Christian Chavagneux
: Non, les paradis fiscaux commencent vraiment à jouer un rôle
important à partir de la fin des années 60. On peut retrouver,
à la fin du 19e siècle, au début du 20e, quelques
petites utilisations ici ou là. D'ailleurs, dès 1920,
la Société des Nations( SDN) se préoccupait de
savoir comment encadrer le développement des paradis fiscaux.
Mais ça touchait à l'époque surtout des gens très
riches, quelques multinationales, mais vraiment à petite échelle.
La véritable explosion des paradis fiscaux, c'est à partir
de la fin des années 60 d'une part parce qu'il y avait ce qu'il
fallait avec le marché des eurodollars et les débuts d'une
place financière "off-shore" - c'est-à-dire
en-dehors de tout contrôle public -. Il fallait déjà
que ce marché existe, or il existe depuis 1957.
Et puis à partir de la
fin des années 60, démarre cette grande crise économique
internationale. Généralement on dit c'est 1973 avec la
crise du pétrole, mais depuis il y a eu des travaux d'économistes
qui se sont penchés sérieusement sur le "machin"
et en fait ils ont montré que les entreprises commencent à
avoir des problèmes dès la fin des années 60. Et
c'est juste au moment où les entreprises commencent à
avoir des problèmes qu'on commence à voir les transactions
par les paradis fiscaux qui se développent. Et au fur et à
mesure que les entreprises rentrent dans les problèmes des années
70, la place des paradis fiscaux monte.... à tel point que la
Banque des Règlements Internationaux, qui est une sorte de grande
institution internationale (en Suisse) chargée de surveiller
l'évolution du système financier international, au milieu
des années 70 commence à dire: "Tiens ! Nous, on
surveille la finance internationale, et il commence à se passer
des choses bizarres dans les territoires au niveau de la circulation
de l'argent. On ne sait plus trop où l'argent va, qui le détient
...".

▶ Objectif annoncé 1
Dressez la liste de toutes les lignes des enregistrements où figure la chaîne « every ».

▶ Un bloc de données
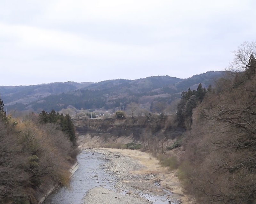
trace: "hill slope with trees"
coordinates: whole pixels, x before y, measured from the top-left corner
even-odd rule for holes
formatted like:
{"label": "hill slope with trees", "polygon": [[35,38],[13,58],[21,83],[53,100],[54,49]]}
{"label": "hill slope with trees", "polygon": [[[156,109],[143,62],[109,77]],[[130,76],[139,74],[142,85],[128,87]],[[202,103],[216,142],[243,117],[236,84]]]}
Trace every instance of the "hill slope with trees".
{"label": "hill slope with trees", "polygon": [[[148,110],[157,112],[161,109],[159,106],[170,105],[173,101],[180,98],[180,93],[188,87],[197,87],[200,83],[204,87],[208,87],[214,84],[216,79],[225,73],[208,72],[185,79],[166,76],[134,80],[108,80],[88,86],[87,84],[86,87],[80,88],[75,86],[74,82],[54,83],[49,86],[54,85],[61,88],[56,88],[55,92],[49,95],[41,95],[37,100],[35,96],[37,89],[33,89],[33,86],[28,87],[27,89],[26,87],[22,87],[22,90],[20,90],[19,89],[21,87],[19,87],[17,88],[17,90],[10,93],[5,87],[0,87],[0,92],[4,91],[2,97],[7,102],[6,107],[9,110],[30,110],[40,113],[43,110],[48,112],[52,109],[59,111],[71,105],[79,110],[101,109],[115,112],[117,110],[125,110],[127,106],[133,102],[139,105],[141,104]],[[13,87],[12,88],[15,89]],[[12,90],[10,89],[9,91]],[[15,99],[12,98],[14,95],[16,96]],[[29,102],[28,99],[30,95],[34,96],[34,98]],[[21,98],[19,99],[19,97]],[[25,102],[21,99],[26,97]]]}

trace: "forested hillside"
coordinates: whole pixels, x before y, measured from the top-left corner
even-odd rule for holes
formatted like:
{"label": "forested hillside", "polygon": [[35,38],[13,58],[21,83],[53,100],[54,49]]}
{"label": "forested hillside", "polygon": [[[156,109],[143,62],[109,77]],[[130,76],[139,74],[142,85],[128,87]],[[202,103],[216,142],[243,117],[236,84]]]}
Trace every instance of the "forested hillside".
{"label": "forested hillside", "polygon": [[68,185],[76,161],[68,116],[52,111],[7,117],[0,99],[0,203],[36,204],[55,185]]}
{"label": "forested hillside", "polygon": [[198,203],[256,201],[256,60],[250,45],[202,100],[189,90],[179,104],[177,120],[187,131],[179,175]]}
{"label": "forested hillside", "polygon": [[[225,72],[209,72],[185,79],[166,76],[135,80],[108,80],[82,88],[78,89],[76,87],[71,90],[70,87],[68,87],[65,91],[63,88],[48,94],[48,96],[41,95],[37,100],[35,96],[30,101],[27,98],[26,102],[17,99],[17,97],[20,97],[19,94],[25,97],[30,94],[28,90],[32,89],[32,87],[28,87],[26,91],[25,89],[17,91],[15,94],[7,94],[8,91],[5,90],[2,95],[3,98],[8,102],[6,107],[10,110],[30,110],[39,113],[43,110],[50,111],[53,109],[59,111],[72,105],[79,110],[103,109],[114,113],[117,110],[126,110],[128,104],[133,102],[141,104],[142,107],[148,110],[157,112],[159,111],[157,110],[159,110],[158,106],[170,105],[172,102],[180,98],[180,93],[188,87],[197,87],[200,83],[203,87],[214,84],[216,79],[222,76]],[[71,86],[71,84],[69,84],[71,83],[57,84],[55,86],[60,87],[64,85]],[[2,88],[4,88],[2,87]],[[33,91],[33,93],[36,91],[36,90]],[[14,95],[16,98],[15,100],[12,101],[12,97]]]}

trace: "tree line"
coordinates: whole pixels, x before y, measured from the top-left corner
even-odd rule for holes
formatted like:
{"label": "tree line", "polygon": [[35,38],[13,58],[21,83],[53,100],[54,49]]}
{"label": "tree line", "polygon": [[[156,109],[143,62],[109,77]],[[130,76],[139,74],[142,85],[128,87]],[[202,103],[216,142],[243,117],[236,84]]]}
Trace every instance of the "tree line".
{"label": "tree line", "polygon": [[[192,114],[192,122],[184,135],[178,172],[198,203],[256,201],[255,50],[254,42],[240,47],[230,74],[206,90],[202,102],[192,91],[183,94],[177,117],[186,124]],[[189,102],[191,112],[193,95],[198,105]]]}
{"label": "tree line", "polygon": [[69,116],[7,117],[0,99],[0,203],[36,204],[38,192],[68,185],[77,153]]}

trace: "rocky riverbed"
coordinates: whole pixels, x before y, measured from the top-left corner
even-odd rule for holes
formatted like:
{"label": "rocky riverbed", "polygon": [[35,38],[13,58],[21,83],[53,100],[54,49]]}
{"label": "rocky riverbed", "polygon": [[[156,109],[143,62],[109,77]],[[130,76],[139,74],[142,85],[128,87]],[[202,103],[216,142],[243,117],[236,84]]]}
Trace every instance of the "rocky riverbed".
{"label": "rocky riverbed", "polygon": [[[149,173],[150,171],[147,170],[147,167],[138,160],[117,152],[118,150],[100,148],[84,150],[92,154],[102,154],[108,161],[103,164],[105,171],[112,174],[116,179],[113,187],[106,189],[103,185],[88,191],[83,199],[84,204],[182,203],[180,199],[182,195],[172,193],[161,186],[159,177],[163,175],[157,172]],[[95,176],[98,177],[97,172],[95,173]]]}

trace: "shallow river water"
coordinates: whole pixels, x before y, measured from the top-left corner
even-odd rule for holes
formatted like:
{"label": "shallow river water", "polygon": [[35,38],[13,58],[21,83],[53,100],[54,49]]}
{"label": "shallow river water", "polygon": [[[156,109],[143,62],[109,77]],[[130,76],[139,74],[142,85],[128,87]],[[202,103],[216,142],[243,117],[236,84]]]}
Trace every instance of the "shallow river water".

▶ Objectif annoncé 2
Poursuivez le texte sur les paradis fiscaux après sa dernière phrase.

▶ Bonne réponse 1
Trace every instance of the "hill slope with trees".
Trace every instance of the "forested hillside".
Trace every instance of the "tree line".
Trace every instance of the "rocky riverbed".
Trace every instance of the "shallow river water".

▶ Bonne réponse 2
Donc ce rôle d'opacité des paradis fiscaux commence déjà
à être repéré au début des années
70. Les entreprises ont essayé de récupérer par
du contournement réglementaire, par du contournement fiscal,
ce qu'elles perdaient au niveau de leur activité traditionnelle
qui avait fait que pendant les Trente Glorieuses (la période
qui a suivi l'après-guerre) tout allait bien. A partir du moment
où tout va un peu moins bien, et pour certaines, assez mal, elles
ont vont essayer de récupérer par les paradis fiscaux
ce qu'elles perdaient de leur activité traditionnelle. Et puis
c'est devenu une habitude ensuite. Microsoft, par exemple, pour gérer
la propriété intellectuelle des logiciels pour toute l'Europe,
l'Afrique et le Moyen-Orient, s'est installé en Irlande, plutôt
qu'aux Etats-Unis. Parce qu'en Irlande, leur rentrées en droits
de propriété intellectuelle chaque fois qu'ils vendent
des logiciels vont être taxées à 10-12% alors qu'aux
Etats-Unis ils seraient taxés à plus de 30%. Donc c'est
devenu une habitude aujourd'hui des multinationales. Il y a même
eu un sondage fin 2005 auprès des plus grandes multinationales
mondiales qui montrait que, quand elles inventent un nouveau produit,
elles intègrent, dès le stade de l'invention - c'est-à-dire
que le produit n'est même pas là, c'est encore des plans
sur la comète - elles intègrent les capacités d'"optimisation
fiscale" - comme disent les entreprises - qu'elles vont pouvoir
développer pour savoir combien d'argent on va mettre, quel prix
on va le vendre, etc. Donc maintenant la stratégie d'utilisation
d'optimisation fiscale est intégrée stratégiquement
dès le début de la conception d'un produit. Les paradis
fiscaux sont maintenant au coeur de l'organisation du travail des multinationales
au niveau mondial.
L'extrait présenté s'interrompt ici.